> _Provided passage_:
- - -
There are a lot of other wrinkles with a SPAC, including the redemption possibility during the de-SPACing process (i.e., IPO investors can get their money back before the acquisition closes if they don’t like the deal), so they aren’t for everyone. And these complexities need to be understood before embarking on a SPAC path. We actually had a SPAC biotech deal fall apart back in 2008, the last time SPAC’s got frothy, when Dynogen Pharmaceuticals wasn’t able to get shareholder support for it’s merger with Apex BioVentures.

It is worth noting that times have changed a lot since the SPAC bubble of 2007-2008. Until recent years, SPACs were largely considered a “dirty” financing with oddball investors. Today, the quality SPACs are full of some of best biotech investors in the business, so any negative stigma that was around is certainly no longer in place. The strength and breadth of the investor base is critical to the success of any IPO route, including SPACs.

Importantly for management teams and biotech Boards, SPACs simply provide more options: it’s great to have another strategic path for accessing public market capital beyond the traditional IPO process. What was once commonly called a dual-track process (S1/IPO and M&A) might now become a “three-track process” that includes exploring SPAC options for many aspiring biotechs.

What kind of biotech should look for a SPAC acquisition?
- - -
> _Stored data_:
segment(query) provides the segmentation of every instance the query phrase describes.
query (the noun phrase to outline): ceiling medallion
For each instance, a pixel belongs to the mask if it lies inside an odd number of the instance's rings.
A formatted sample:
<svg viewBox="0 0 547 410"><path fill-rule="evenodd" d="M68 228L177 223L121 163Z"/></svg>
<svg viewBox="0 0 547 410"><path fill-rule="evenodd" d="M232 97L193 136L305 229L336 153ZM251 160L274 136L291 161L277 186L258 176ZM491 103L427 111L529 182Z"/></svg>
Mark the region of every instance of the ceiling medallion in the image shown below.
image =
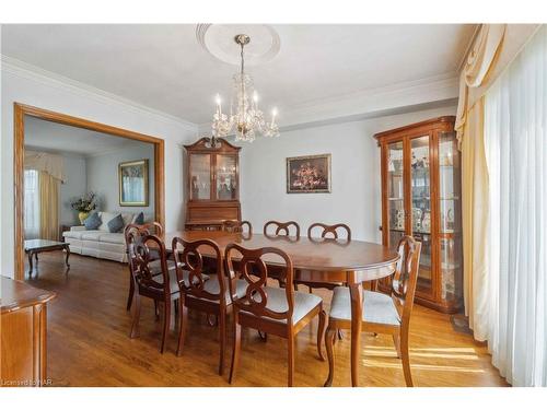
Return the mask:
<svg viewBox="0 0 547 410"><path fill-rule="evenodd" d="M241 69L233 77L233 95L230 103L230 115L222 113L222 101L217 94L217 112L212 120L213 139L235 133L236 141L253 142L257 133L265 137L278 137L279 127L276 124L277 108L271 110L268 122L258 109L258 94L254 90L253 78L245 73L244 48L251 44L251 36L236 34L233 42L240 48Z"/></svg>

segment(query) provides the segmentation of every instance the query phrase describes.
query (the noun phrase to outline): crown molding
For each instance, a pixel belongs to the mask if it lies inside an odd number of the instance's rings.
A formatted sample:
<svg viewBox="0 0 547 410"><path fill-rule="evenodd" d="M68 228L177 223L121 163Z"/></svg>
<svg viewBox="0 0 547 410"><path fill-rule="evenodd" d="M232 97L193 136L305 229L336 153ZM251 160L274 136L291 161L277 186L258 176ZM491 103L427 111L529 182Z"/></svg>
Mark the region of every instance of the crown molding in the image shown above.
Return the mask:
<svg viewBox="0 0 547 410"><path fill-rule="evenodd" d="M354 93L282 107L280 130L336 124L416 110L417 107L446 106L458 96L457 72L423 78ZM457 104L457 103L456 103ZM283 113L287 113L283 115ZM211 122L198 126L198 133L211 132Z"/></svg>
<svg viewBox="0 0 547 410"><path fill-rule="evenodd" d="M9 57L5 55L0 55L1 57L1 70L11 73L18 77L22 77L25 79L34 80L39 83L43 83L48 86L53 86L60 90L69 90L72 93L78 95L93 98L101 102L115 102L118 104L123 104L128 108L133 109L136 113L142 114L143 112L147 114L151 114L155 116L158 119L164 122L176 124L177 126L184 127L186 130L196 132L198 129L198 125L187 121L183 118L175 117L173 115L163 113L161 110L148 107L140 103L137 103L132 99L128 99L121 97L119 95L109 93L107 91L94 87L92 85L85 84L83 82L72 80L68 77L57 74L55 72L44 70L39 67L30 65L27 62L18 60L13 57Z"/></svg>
- - -
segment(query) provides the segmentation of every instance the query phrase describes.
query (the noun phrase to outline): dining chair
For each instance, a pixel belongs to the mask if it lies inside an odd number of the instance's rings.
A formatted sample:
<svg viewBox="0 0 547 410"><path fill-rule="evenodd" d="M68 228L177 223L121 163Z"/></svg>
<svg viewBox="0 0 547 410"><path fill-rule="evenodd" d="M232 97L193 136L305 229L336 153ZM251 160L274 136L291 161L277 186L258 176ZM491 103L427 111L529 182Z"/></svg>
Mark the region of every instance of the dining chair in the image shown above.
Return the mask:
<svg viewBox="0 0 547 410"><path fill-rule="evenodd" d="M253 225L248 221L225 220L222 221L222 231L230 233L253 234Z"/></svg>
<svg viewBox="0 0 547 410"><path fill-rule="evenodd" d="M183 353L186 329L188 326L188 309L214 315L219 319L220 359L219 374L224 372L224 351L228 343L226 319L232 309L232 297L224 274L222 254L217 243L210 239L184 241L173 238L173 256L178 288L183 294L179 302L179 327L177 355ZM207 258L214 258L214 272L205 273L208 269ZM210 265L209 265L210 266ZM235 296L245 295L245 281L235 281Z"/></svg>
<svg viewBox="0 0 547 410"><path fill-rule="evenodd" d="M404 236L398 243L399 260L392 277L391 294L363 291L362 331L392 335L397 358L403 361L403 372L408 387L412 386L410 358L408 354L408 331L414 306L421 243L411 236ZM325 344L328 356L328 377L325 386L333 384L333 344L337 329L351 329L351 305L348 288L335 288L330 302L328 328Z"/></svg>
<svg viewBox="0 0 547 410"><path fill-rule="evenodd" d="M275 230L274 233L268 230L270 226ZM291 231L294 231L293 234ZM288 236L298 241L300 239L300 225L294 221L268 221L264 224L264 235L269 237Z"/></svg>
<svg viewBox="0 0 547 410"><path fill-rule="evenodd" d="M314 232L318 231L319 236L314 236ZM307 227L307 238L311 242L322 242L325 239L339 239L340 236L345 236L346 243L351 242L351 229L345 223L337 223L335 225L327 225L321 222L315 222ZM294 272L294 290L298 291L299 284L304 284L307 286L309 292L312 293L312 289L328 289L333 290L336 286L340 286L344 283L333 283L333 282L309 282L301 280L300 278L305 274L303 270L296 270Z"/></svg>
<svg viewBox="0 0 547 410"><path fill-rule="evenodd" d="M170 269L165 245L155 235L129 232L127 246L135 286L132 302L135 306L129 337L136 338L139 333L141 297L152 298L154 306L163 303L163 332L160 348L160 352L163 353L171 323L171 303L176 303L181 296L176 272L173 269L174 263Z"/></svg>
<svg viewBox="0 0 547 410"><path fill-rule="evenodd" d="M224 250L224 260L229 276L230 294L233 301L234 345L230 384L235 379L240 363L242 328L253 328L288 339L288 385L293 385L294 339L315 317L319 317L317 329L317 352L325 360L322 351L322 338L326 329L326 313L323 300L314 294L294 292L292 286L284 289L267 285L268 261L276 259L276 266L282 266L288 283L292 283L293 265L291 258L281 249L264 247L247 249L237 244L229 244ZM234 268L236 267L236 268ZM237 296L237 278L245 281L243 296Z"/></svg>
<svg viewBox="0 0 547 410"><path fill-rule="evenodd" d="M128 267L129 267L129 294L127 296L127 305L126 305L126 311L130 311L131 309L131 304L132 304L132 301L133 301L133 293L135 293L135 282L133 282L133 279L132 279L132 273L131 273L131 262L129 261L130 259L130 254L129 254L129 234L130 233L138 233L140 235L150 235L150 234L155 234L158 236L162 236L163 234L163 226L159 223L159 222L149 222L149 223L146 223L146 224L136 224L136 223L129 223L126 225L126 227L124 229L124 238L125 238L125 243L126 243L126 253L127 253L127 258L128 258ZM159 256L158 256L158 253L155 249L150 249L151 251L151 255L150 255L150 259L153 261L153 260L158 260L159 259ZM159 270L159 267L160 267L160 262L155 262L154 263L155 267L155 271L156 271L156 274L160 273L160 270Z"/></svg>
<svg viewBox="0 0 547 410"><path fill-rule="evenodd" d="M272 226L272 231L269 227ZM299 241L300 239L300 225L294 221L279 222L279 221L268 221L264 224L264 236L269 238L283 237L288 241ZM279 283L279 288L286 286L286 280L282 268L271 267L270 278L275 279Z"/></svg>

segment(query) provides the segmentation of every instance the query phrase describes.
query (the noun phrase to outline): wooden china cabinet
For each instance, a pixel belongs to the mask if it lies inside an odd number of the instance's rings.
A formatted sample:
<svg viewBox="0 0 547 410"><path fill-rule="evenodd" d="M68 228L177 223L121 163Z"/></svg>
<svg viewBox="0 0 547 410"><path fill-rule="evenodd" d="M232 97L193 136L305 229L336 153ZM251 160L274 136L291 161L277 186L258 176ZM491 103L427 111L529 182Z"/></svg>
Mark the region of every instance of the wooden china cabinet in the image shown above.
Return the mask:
- - -
> _Problems to solve_:
1. Using the passage on SPACs, write out its text starting at "There are a" and ending at "with Apex BioVentures.", but swap "redemption possibility" for "redemption right".
2. In the passage on SPACs, what might the dual-track process (S1/IPO and M&A) now become?

> _Responses_:
1.
There are a lot of other wrinkles with a SPAC, including the redemption right during the de-SPACing process (i.e., IPO investors can get their money back before the acquisition closes if they don’t like the deal), so they aren’t for everyone. And these complexities need to be understood before embarking on a SPAC path. We actually had a SPAC biotech deal fall apart back in 2008, the last time SPAC’s got frothy, when Dynogen Pharmaceuticals wasn’t able to get shareholder support for it’s merger with Apex BioVentures.

2. A "three-track process" that includes exploring SPAC options for many aspiring biotechs.